**Study text:**
>>>>>

Neuroethics

Neuroethics focuses on the ethical, legal and social implications that arise from applications of neuroscience research, knowledge and technology into medical practice and health and social policy. Neuroethics encompasses the ethics of neuroscience, and the neuroscience of ethics. It also includes ethical issues involved in other sciences and pseudosciences dealing with the mind, as well as issues related to the philosophy of mind. Some neuroethics subjects are not fundamentally different from those encountered in bioethics. Nevertheless, as neuroethics deals with the human brain, which is the organ of the mind, it illuminates in unprecedented ways traditional philosophical problems, such as the nature of free will, moral responsibility, self-deception, and person identity.

Examples of neuroethics topics include the issue of brain enhancement and "life-style" drugs, the administration of psychopharmaceuticals to children, or the effects of brain surgery on personality. The neuroscience of ethics deals with questions on the nature and development of morality (as in work of Piaget), or more modern theories of free will.

The origin of the term "neuroethics" has occupied some writers. Rees and Rose (as cited in "References" on page 9) claim neuroethics is a neologism that emerged only at the beginning of the 21st century, largely through the oral and written communications of ethicists and philosophers. They state that neuroethics addresses concerns about the effects that neuroscience and neurotechnology will have on other aspects of human life, specifically personal responsibility, law, and justice. Further, they claim that neuroethical problems will become real by the 2020s.

Adina Roskies identified two major domains in neuroethics: the ethics of neuroscience and the neuroscience of ethics. Research falling under the first area, the ethics of neuroscience, is focused on the ethics of practice of neuroscience and "the implications of our mechanistic understanding of brain function for society... integrating neuroscientific knowledge with ethical and social thought". The neuroscience of ethics borrows from the field of neurophilosophy and examines the neurological foundations of moral cognition.

<<<<<

**Questions:**
(a) Answer these questions from the neuroethics text:
(i) According to Rees and Rose, when did the term "neuroethics" emerge?
(ii) Whose work is mentioned in connection with the nature and development of morality?
(iii) Which field does the neuroscience of ethics borrow from?
(b) Decide whether each statement agrees with the neuroethics text. Answer yes or no, and quote the words from the text that settle it.
(i) Neuroethics covers only the ethics of neuroscience itself and leaves out pseudosciences.
(ii) Rees and Rose claim neuroethical problems will become real by the 2020s.
(iii) Adina Roskies identified three major domains in neuroethics.
(c) List all the traditional philosophical problems that the neuroethics text says neuroethics sheds new light on.

**Data for review:**
>>>>>

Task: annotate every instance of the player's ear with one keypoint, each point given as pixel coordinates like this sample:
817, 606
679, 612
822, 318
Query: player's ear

<<<<<

**Results of the exercise:**
(a)
(i) At the beginning of the 21st century.
(ii) Piaget's.
(iii) Neurophilosophy.

(b)
(i) No: "It also includes ethical issues involved in other sciences and pseudosciences dealing with the mind"
(ii) Yes: "Further, they claim that neuroethical problems will become real by the 2020s."
(iii) No: "Adina Roskies identified two major domains in neuroethics"

(c)
- The nature of free will
- Moral responsibility
- Self-deception
- Person identity